*WHAT TO WORK ON*
Reproduce the data starting with the line that contains "Batch job #47 — class: man standing" and going on through the line that contains "69;316;107;383", including both of those lines. Keep the requests unchanged, but multiply every bounding-box coordinate in the answers by 1.55 and round each result to a whole number, with halves rounding up.

- - - -

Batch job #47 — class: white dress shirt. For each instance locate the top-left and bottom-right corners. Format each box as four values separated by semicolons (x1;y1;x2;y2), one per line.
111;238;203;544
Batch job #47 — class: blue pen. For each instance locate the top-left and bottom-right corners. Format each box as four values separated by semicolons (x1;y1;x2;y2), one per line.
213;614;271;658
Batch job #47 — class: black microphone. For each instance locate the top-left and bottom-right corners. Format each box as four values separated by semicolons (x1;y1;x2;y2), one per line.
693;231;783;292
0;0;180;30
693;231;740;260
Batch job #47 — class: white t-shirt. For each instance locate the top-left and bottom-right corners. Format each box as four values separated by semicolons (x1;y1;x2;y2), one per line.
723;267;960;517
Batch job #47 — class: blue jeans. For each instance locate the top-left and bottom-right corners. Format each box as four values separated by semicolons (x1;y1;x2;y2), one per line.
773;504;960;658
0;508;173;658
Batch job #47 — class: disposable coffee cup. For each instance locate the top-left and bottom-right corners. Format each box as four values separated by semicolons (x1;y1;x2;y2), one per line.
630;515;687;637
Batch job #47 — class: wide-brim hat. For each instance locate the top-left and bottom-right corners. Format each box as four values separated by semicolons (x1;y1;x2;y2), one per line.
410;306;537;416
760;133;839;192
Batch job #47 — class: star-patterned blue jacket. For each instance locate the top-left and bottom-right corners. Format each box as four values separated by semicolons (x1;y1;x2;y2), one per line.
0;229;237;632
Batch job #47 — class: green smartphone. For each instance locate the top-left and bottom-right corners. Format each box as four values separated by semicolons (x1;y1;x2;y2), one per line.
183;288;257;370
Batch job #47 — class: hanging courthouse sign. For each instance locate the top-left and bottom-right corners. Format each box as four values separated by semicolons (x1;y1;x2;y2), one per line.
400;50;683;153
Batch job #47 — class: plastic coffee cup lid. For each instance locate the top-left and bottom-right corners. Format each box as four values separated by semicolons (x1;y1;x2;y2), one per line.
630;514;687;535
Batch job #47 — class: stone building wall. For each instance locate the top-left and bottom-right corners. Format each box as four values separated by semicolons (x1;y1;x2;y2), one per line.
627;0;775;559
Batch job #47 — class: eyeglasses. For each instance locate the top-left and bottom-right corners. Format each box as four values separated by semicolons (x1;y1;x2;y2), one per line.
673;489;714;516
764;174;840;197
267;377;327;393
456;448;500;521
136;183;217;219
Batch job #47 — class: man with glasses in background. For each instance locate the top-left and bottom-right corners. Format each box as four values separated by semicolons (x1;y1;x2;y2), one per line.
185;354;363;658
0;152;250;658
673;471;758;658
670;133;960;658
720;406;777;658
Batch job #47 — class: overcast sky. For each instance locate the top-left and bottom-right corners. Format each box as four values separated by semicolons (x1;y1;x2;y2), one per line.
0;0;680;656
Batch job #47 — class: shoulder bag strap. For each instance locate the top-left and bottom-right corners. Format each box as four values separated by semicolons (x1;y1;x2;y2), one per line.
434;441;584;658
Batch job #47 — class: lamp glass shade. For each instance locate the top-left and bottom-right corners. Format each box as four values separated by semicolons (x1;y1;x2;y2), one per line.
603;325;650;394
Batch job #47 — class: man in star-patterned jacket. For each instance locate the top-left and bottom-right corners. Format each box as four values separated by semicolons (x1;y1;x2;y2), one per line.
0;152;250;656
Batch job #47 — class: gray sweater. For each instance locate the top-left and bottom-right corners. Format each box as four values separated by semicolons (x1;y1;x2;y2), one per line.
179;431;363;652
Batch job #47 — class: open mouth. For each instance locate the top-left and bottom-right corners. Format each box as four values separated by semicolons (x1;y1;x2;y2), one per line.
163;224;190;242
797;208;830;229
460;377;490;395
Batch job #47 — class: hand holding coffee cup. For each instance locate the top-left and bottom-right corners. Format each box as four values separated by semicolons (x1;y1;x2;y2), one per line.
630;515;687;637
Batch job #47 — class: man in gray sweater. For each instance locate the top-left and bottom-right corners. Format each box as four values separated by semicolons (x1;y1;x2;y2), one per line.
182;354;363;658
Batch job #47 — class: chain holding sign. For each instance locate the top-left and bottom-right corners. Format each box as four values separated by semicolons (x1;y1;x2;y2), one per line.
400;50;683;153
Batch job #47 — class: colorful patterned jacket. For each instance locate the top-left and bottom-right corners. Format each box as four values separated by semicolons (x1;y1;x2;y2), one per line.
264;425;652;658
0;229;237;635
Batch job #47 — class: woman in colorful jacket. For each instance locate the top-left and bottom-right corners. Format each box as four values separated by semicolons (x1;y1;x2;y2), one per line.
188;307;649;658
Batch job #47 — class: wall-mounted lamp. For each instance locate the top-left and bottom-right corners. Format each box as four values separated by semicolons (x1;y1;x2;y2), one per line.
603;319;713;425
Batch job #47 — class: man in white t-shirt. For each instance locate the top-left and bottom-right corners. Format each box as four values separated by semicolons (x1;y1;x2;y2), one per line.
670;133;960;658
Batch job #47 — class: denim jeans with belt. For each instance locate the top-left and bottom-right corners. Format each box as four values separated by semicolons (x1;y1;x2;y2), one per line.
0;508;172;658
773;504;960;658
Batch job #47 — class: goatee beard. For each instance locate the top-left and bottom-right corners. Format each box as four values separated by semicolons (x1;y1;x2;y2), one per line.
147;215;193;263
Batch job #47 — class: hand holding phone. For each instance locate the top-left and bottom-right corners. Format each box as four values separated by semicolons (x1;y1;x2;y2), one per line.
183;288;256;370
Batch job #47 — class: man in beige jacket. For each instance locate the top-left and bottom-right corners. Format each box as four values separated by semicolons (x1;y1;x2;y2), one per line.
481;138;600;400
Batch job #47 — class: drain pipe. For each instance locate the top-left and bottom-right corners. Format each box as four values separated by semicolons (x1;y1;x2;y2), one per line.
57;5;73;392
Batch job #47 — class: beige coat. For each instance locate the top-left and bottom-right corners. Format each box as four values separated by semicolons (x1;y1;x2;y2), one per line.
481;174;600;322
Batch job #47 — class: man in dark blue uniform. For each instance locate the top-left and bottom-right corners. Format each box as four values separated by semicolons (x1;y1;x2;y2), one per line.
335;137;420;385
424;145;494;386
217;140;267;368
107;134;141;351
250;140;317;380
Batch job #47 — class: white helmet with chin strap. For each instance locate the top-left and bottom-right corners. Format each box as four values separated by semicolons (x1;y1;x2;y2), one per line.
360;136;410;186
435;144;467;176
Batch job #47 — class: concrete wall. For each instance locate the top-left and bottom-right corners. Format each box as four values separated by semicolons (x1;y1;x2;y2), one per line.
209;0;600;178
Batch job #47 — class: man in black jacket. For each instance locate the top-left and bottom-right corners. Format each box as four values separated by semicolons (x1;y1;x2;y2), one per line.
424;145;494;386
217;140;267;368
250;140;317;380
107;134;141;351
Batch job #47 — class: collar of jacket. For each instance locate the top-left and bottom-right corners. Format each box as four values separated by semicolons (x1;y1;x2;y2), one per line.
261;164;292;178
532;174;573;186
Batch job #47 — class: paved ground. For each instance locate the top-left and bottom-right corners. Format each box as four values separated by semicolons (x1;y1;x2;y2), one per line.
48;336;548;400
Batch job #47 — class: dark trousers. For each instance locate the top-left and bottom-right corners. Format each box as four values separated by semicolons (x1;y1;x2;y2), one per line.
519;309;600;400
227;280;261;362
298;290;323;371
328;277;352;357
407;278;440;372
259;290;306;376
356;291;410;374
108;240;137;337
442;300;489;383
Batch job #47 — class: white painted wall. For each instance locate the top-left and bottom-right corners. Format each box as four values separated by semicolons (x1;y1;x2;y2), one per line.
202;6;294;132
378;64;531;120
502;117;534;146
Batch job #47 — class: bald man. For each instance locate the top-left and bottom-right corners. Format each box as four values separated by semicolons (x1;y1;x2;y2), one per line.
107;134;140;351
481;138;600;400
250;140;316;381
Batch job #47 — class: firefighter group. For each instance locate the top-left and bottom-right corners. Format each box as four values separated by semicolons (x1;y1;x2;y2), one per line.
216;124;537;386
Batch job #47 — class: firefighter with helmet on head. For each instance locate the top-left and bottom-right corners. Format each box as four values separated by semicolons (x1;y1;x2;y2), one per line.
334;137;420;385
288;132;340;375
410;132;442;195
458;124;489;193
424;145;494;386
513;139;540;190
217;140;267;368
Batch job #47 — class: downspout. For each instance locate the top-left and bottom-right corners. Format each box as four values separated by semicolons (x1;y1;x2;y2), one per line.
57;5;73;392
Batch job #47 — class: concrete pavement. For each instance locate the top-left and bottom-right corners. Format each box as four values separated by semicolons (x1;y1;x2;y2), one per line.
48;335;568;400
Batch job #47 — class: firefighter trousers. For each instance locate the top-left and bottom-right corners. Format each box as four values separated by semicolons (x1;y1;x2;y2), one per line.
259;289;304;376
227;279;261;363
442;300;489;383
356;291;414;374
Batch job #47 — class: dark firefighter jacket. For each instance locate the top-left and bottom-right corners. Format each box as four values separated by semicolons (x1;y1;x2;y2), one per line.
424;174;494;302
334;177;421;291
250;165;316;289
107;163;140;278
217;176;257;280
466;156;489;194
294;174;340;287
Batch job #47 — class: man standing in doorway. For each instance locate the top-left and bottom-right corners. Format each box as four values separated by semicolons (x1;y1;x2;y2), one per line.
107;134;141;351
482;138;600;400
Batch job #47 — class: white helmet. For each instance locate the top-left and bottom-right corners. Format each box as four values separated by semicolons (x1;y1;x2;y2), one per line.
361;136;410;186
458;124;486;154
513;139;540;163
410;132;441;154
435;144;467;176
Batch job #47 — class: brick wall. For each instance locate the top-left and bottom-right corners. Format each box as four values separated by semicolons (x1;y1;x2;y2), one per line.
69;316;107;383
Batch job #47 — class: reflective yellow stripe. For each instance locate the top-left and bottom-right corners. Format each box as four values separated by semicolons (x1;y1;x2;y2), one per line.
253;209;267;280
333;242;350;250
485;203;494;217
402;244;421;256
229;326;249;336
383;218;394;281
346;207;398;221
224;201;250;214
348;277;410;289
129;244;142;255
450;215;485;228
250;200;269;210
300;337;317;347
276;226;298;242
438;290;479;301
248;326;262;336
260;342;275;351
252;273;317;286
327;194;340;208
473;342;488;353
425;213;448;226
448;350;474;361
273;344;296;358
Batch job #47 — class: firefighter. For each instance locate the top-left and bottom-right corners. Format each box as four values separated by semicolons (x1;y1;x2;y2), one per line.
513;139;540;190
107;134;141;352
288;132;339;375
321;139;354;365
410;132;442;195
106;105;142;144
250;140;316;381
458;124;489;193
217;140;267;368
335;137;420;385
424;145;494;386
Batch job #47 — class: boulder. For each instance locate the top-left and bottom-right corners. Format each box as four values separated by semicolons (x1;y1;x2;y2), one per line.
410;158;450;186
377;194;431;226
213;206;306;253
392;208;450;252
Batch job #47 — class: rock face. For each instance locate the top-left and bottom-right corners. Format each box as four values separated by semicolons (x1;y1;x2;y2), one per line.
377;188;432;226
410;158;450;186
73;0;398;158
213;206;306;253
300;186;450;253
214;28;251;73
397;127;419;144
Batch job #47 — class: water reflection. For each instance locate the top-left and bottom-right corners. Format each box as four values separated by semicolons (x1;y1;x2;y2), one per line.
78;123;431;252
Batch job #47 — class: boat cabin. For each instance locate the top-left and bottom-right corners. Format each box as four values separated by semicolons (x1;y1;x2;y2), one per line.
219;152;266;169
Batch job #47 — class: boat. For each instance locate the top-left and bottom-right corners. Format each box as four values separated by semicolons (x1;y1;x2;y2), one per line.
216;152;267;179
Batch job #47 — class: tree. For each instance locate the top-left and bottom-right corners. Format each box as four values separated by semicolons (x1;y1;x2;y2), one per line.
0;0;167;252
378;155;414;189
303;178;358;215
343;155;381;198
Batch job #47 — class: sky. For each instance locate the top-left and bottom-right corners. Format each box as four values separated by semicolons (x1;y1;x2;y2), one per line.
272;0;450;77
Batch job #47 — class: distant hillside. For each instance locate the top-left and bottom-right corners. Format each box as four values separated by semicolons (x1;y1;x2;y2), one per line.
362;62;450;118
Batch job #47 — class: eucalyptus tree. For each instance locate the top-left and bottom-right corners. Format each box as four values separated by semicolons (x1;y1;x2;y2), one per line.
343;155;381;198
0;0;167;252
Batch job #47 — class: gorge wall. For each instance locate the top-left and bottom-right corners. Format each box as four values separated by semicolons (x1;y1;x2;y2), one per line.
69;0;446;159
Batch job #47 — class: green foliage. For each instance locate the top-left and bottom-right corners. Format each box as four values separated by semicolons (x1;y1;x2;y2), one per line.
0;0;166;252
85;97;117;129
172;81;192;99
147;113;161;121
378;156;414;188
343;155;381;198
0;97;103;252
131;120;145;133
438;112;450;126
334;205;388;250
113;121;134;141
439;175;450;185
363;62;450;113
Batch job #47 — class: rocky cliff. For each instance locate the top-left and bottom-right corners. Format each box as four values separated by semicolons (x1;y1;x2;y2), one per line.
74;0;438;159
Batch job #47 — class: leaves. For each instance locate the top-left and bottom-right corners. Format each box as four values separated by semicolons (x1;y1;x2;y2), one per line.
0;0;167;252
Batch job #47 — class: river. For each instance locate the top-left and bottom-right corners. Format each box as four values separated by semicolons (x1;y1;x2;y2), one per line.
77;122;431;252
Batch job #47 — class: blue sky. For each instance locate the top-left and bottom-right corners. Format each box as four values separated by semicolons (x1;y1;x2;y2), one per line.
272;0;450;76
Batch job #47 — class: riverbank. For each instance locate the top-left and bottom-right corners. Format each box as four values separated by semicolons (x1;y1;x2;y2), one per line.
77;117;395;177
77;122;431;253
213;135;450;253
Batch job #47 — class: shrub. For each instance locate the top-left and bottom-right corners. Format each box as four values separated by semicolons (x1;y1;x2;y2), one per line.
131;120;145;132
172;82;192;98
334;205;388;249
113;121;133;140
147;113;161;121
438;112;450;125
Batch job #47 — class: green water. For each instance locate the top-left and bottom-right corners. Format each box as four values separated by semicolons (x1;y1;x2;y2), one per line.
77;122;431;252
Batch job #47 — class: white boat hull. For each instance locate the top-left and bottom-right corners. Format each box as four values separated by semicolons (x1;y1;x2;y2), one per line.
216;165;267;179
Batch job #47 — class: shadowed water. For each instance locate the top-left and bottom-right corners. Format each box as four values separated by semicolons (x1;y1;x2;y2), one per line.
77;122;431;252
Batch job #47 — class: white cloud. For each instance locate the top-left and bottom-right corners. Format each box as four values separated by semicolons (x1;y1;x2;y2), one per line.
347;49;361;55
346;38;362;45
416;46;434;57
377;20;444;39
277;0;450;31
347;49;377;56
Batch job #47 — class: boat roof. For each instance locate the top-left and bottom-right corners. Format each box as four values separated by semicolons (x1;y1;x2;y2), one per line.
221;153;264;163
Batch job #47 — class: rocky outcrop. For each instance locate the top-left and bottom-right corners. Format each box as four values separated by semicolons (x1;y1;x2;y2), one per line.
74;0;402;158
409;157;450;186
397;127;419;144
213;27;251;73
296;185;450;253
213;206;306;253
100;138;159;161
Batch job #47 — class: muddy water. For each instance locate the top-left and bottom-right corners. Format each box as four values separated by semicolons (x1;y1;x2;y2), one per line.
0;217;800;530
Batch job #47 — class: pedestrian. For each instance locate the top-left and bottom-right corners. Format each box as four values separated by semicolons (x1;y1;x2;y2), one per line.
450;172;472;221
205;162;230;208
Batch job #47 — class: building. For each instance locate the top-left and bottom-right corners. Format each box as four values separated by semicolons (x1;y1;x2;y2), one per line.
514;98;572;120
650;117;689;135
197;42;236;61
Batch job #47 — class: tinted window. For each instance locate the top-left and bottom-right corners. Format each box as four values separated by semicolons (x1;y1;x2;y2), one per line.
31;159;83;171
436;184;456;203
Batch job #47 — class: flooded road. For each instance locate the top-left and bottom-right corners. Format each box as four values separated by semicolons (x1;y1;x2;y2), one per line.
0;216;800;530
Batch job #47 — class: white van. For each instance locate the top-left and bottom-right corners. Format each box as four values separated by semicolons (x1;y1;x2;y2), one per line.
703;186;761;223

- - - -

*SOLUTION TO THE PROBLEM*
Batch job #47 — class: man standing in doorway. For each instance locate the top-left and bottom-right corners. Format each box as four values separated by semicolons (x1;y1;x2;y2), one per line.
166;208;219;544
747;214;930;620
Batch job #47 — class: white helmet. For each instance locate the top-left and bottom-right corners. Format each box as four values separated by semicolons (x1;y1;x2;y2), one per line.
560;211;636;288
710;192;753;239
795;215;837;253
636;205;684;239
674;223;724;273
Batch job #47 — class: brick wall. For each instance locate the top-left and bottom-right corners. Format each box as four values separated by semicolons (x1;y1;x2;y2), one per line.
107;490;166;594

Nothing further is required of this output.